Problem to solve: Reproduce the full article on NHS dentistry fees word for word.

Increasing NHS dentistry fees will not improve the UK’s oral health


The sugary drink tax won’t have the desired effect on the nation’s obesity crisis, Seb Evans says

An increase in NHS dentistry fees and a barely negligible pay rise for dentists will not improve the oral health of the nation, Seb Evans says.

Last week the government announced a 5% jump in NHS dental fees.

The cost of basic dental care will rise by 80p to £19.70 from 1 April and by a further 90p to £20.60 in 2017-18, a written parliamentary statement said.

Henrik Overgaard-Nielsen, chair of the General Dental Practice Committee (GDPC), explained that this charge was initially brought in to limit the demand for NHS dentistry.

NHS charges have now unfortunately become the norm in dentistry and there was only one direction these charges were going to go if the government was going to change them at all.

Supplied material:
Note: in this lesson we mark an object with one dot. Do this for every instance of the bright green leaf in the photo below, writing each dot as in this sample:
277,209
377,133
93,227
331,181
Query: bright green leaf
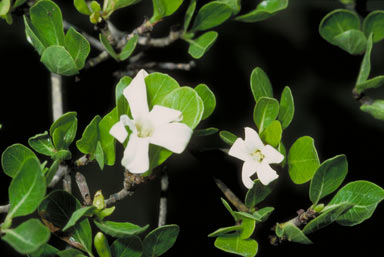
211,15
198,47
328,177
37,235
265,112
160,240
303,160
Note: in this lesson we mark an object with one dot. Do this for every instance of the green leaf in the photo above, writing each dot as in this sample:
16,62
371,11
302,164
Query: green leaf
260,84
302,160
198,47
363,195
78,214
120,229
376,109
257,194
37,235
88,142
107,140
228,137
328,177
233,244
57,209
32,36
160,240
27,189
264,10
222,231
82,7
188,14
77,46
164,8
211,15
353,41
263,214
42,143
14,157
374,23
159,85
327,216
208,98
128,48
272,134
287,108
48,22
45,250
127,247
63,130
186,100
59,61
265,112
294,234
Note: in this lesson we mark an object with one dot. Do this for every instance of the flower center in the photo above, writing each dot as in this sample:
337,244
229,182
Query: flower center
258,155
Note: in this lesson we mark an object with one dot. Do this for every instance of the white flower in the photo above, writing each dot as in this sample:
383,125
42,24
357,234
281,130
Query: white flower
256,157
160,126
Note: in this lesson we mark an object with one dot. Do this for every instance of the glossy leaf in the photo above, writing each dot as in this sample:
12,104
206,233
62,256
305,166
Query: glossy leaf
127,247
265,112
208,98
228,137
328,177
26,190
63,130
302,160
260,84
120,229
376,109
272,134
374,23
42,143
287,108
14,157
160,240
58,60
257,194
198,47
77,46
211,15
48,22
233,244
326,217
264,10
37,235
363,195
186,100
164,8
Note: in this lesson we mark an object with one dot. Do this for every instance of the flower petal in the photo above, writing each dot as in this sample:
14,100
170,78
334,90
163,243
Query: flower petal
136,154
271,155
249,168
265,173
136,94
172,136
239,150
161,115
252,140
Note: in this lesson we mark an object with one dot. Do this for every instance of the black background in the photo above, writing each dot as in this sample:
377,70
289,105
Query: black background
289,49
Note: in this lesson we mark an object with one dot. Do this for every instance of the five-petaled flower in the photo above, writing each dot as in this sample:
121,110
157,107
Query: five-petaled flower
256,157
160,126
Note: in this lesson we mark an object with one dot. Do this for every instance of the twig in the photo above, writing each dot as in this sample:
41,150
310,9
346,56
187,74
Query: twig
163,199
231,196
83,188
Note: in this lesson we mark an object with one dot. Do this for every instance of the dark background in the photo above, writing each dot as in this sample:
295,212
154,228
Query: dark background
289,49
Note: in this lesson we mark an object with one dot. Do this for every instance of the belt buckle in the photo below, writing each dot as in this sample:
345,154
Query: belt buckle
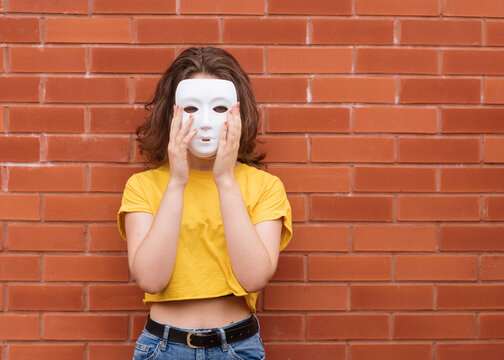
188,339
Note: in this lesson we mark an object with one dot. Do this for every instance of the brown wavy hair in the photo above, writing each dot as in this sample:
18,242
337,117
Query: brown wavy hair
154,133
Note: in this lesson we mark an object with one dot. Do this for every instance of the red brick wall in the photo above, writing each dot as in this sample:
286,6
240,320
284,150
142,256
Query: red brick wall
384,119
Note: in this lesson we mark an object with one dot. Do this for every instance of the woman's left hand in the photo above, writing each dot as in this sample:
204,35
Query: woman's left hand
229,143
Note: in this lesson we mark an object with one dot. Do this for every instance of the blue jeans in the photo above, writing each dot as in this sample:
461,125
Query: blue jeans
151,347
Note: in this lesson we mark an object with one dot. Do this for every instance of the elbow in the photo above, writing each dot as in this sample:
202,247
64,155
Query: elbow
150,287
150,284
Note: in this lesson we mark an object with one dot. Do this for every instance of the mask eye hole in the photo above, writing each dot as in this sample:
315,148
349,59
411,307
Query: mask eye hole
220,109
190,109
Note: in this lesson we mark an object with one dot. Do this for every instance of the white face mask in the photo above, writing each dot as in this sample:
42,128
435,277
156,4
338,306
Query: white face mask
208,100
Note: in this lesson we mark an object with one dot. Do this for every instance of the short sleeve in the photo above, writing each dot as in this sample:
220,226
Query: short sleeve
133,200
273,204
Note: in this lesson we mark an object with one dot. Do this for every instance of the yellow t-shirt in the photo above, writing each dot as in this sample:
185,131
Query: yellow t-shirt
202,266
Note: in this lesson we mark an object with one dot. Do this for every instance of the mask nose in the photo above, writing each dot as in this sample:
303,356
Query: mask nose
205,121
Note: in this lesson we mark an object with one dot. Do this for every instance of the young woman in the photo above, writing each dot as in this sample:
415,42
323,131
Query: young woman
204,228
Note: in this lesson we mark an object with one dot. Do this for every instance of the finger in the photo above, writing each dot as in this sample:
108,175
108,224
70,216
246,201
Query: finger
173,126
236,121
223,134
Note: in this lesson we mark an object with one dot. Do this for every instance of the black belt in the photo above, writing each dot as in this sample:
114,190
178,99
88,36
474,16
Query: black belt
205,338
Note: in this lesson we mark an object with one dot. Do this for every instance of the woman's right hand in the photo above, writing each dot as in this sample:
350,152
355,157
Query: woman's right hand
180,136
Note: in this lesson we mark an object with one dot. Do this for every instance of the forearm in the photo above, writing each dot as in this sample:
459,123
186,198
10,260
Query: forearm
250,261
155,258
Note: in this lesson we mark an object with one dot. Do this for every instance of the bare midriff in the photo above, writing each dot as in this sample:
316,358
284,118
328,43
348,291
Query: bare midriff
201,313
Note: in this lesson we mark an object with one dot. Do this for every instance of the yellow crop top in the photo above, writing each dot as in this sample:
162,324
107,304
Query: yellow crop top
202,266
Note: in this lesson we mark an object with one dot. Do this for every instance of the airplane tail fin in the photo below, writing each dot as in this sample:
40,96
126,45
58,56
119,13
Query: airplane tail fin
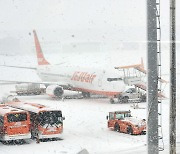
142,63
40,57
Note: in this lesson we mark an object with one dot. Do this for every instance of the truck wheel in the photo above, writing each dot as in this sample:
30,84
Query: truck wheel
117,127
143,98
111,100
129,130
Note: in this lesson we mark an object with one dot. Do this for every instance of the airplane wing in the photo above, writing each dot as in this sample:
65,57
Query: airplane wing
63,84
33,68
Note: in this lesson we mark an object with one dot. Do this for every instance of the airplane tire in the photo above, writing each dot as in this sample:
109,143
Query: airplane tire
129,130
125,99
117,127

--

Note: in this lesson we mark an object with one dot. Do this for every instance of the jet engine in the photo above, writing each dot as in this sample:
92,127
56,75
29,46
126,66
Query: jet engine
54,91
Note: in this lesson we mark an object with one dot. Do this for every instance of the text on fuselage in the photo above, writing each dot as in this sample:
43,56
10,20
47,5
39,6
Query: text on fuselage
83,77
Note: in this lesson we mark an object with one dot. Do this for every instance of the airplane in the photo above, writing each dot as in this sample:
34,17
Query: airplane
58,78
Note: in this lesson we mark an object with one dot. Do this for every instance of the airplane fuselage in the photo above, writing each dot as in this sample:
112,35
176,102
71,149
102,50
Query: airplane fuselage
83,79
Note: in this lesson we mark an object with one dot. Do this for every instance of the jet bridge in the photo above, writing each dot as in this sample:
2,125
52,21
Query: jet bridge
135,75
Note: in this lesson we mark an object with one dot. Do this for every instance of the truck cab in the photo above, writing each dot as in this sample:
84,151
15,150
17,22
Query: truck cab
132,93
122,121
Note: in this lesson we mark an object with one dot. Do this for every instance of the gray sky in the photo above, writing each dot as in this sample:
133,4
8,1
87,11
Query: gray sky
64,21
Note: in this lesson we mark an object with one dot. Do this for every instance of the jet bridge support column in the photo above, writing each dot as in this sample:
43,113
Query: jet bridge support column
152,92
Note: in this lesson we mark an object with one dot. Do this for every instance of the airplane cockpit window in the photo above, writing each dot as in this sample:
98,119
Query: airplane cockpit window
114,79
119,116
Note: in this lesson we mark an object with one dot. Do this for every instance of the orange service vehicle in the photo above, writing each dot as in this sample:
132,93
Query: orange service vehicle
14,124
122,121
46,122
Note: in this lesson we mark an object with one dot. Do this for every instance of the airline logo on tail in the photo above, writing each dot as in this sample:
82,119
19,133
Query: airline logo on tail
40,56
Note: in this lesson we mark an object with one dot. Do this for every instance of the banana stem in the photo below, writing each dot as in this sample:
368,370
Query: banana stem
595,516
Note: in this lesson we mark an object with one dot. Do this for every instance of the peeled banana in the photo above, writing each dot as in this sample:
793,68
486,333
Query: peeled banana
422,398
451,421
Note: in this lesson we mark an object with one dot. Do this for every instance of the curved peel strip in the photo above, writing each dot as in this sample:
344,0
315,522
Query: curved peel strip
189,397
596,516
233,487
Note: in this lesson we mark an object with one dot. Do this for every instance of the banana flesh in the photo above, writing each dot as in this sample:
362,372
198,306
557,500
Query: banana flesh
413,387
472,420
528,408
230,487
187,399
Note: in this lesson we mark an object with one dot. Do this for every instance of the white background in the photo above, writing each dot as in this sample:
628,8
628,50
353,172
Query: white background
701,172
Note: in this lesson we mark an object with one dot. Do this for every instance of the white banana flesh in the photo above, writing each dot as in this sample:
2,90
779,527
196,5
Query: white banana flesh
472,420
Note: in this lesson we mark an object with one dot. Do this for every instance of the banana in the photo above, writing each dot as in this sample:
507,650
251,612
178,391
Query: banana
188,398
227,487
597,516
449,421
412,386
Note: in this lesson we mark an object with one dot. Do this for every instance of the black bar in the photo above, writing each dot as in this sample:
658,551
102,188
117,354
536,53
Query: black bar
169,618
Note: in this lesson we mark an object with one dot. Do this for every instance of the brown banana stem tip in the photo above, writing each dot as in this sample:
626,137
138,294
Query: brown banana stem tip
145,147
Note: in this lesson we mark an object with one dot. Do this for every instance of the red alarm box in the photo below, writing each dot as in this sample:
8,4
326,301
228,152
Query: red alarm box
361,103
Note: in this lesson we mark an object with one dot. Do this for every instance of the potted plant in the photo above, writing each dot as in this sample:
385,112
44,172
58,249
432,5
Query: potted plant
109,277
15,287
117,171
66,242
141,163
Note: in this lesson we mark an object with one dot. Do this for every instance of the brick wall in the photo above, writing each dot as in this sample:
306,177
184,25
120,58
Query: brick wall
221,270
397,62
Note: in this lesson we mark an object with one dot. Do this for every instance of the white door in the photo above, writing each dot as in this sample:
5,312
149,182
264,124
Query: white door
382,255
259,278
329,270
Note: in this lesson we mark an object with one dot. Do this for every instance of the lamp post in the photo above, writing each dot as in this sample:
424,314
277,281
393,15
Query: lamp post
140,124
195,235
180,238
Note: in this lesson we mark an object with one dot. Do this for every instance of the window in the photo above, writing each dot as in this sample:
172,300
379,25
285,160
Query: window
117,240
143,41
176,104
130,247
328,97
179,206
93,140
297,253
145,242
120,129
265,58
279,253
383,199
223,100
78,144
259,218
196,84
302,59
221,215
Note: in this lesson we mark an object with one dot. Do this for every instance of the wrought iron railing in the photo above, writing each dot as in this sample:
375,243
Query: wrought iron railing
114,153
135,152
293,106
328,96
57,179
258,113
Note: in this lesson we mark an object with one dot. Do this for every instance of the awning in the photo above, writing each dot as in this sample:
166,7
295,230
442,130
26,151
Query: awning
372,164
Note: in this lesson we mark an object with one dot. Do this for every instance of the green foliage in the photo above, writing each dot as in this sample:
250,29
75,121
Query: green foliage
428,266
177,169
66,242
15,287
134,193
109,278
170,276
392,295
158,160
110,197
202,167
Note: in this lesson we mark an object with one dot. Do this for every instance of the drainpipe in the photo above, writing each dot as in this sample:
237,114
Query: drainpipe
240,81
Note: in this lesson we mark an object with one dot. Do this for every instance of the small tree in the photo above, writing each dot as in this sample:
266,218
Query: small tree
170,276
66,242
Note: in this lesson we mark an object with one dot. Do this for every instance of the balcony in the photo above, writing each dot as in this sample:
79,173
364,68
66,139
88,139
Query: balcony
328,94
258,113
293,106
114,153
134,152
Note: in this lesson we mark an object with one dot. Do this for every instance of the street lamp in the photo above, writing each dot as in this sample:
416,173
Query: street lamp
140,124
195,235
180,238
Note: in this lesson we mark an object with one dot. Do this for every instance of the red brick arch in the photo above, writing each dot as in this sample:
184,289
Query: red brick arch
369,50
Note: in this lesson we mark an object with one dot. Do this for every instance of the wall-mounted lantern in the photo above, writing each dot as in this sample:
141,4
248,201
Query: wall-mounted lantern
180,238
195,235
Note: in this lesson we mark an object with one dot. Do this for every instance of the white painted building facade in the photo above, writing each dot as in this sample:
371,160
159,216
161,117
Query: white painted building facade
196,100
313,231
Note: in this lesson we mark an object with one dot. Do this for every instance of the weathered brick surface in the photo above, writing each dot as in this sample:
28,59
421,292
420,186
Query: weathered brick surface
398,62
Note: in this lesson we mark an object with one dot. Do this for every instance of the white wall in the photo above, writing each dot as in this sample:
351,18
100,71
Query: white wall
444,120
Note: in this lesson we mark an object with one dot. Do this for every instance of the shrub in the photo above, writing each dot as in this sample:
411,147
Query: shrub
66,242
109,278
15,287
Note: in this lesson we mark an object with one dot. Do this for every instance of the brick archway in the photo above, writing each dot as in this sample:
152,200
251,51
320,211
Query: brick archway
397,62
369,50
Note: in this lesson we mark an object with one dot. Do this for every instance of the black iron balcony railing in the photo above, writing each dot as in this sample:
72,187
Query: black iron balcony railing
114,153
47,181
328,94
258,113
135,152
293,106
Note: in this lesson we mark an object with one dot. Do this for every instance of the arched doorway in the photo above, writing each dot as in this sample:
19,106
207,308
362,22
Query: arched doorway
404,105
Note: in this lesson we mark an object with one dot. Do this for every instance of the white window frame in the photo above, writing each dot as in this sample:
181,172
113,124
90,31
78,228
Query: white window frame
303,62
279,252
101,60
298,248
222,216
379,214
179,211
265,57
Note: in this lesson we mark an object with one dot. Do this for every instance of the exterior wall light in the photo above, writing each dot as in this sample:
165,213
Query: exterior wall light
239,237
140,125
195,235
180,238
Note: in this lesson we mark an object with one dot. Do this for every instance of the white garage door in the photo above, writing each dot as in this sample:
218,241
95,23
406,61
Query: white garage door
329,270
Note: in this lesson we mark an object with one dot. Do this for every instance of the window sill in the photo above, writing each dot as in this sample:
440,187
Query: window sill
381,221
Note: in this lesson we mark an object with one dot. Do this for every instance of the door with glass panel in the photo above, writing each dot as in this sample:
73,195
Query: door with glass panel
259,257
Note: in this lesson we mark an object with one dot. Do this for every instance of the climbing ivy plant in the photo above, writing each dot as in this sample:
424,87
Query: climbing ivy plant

==

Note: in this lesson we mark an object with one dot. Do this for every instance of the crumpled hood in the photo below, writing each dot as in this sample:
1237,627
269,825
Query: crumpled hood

Result:
Increasing NHS dentistry fees will not improve the UK’s oral health


The sugary drink tax won’t have the desired effect on the nation’s obesity crisis, Seb Evans says

An increase in NHS dentistry fees and a barely negligible pay rise for dentists will not improve the oral health of the nation, Seb Evans says.

Last week the government announced a 5% jump in NHS dental fees.

The cost of basic dental care will rise by 80p to £19.70 from 1 April and by a further 90p to £20.60 in 2017-18, a written parliamentary statement said.

Henrik Overgaard-Nielsen, chair of the General Dental Practice Committee (GDPC), explained that this charge was initially brought in to limit the demand for NHS dentistry.

NHS charges have now unfortunately become the norm in dentistry and there was only one direction these charges were going to go if the government was going to change them at all.